EXERCISE SET:
(a) Translate this sentence from the passage on the Nakba below into Spanish: "Countless books, songs and poems have been written about the Nakba."
(b) Answer these questions using the passage on the Nakba below, one answer per line:
(i) In what year did Yasser Arafat propose marking Nakba Day?
(ii) How many Palestinians does the passage give for the exodus?
(iii) Which poet described the Nakba as "an extended present that promises to continue in the future"?
(c) List everything that the sentence under the heading "Components" in the passage on the Nakba below says the Nakba encompasses.

The Nakba (), also known as the Palestinian Catastrophe, was the destruction of Palestinian society and homeland in 1948, and the permanent displacement of a majority of the Palestinian Arabs. The term is used to describe both the events of 1948 and the ongoing persecution, displacement, and occupation of the Palestinians, both in the occupied West Bank and the Gaza Strip, as well as in Palestinian refugee camps throughout the region.

The foundational events of the Nakba took place during and shortly after the 1948 Palestine war, including 78% of Mandatory Palestine being declared as Israel, the exodus of 700,000 Palestinians, the related depopulation and destruction of over 500 Palestinian villages and subsequent geographical erasure, the denial of the Palestinian right of return, the creation of permanent Palestinian refugees and the "shattering of Palestinian society".

In 1998, Yasser Arafat proposed that Palestinians should mark the 50th anniversary of the Nakba declaring 15 May, the day after Israeli independence in 1948, as Nakba Day, formalizing a date that had been unofficially used as early as 1949.

The Nakba greatly influenced the Palestinian culture and is a foundational symbol of Palestinian identity, together with "Handala", the keffiyeh and the symbolic key. Countless books, songs and poems have been written about the Nakba. Palestinian poet Mahmoud Darwish described the Nakba as "an extended present that promises to continue in the future."

Components 
The Nakba encompasses the displacement, dispossession, statelessness and fracturing of Palestinian society.

RECORD EXCERPTS:

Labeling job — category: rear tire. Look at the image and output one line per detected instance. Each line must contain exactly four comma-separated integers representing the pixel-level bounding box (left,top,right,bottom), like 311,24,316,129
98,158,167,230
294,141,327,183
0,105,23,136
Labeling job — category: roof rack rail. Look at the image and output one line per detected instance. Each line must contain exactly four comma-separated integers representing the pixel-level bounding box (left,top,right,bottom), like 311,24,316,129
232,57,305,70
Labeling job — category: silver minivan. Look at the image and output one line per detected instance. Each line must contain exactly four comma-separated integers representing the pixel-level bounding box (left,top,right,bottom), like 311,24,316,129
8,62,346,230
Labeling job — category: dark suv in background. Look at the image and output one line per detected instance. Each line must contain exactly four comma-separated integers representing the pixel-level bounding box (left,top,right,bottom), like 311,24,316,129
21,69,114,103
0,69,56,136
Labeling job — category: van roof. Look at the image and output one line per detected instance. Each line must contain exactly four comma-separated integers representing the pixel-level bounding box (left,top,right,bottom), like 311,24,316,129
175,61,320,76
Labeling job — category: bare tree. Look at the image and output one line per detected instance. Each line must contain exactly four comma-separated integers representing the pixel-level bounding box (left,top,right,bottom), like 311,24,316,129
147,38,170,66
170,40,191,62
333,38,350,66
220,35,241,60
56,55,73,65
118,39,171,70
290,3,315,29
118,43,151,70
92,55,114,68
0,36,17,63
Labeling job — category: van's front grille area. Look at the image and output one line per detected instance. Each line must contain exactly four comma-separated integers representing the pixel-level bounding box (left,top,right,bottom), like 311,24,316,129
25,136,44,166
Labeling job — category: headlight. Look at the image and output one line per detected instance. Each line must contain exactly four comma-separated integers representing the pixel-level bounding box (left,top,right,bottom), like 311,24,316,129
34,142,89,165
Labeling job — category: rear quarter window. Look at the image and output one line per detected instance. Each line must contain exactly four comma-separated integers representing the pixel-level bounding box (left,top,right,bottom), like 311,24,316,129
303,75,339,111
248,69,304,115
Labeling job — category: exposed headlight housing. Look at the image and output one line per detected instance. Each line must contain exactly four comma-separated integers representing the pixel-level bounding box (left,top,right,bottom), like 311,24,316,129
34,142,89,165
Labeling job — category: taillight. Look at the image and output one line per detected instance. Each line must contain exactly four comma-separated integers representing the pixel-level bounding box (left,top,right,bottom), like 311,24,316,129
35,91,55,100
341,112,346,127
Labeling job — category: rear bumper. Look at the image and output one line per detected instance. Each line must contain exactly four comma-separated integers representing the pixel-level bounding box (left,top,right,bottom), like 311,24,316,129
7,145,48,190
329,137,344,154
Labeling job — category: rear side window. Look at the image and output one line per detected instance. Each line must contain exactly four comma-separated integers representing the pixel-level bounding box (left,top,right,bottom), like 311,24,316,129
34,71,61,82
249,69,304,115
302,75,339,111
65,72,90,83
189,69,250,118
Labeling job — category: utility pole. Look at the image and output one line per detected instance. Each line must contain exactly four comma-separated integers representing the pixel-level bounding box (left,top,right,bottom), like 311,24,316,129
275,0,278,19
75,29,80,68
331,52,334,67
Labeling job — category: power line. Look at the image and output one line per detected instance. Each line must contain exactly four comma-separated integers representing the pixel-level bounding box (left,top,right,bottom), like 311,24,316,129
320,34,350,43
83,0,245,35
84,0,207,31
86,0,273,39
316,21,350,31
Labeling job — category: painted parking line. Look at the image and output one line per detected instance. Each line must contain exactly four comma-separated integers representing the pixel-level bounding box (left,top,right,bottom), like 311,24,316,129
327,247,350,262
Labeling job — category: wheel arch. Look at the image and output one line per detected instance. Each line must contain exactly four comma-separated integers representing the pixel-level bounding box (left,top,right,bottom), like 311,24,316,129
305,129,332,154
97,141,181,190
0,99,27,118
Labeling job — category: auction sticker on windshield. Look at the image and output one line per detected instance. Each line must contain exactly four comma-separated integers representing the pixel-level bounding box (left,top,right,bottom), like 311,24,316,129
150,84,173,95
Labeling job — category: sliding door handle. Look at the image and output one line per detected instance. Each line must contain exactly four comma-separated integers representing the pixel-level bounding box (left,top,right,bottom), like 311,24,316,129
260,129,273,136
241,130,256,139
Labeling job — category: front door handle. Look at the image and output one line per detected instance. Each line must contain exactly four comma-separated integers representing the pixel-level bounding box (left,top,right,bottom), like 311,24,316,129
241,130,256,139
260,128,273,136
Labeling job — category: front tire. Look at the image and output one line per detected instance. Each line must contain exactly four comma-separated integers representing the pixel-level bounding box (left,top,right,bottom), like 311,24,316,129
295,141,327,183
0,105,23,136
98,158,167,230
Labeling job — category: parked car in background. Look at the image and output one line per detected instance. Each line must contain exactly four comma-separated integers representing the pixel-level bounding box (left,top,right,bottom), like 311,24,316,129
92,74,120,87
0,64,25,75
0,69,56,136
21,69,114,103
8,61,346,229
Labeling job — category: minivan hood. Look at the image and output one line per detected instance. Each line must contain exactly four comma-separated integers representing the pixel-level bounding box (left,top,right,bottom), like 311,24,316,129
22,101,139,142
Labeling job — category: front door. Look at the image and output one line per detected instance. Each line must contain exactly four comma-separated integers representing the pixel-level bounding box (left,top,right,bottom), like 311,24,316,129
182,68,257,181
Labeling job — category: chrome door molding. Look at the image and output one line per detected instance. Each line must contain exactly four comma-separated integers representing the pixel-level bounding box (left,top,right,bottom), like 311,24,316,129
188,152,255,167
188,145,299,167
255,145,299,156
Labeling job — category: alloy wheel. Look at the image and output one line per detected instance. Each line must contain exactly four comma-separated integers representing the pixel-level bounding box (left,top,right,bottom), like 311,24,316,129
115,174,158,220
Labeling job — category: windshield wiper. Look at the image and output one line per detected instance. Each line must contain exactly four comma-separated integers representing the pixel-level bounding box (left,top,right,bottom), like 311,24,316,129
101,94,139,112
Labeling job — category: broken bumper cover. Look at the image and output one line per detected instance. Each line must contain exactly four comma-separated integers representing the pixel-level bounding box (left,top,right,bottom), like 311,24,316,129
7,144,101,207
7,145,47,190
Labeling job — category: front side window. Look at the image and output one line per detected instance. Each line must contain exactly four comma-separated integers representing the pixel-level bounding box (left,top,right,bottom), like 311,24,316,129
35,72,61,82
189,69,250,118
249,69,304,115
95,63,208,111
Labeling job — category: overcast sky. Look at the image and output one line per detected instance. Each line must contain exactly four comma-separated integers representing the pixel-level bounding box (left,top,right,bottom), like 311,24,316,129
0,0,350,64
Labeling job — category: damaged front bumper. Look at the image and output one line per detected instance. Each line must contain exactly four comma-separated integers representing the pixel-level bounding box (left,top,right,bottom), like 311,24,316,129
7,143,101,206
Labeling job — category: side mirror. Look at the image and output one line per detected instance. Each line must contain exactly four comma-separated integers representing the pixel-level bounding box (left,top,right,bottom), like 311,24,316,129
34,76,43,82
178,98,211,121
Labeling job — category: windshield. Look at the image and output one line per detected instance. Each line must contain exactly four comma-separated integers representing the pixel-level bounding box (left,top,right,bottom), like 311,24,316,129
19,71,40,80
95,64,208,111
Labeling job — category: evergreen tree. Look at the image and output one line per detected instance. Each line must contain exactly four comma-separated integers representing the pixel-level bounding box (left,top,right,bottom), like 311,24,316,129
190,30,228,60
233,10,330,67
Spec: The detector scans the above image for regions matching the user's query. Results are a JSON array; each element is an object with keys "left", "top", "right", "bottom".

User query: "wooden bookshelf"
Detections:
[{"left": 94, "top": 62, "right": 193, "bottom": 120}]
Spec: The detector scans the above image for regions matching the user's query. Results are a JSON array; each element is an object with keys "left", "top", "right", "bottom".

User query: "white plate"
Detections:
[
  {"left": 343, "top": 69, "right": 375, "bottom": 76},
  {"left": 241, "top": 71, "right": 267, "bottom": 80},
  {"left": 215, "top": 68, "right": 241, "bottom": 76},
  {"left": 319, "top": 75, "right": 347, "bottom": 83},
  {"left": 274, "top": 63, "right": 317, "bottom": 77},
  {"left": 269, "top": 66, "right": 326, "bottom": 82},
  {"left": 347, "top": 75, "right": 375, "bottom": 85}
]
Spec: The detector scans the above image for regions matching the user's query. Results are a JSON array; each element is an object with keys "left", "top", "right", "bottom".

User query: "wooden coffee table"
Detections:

TASK SOLUTIONS:
(a) Se han escrito innumerables libros, canciones y poemas sobre la Nakba.

(b)
(i) 1998
(ii) 700,000
(iii) Mahmoud Darwish

(c)
- Displacement
- Dispossession
- Statelessness
- Fracturing of Palestinian society